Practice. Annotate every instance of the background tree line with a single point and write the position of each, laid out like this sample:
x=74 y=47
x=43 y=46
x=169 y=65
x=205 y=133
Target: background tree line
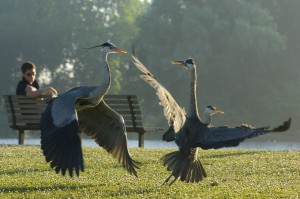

> YOUR OBJECTIVE: Reproduce the lines above verbatim, omitting the picture.

> OUTPUT FOR THIS EXERCISE:
Practice. Annotate every instance of the background tree line with a single point and write the position of each, laid out like this sample:
x=74 y=47
x=43 y=46
x=169 y=65
x=205 y=133
Target: background tree line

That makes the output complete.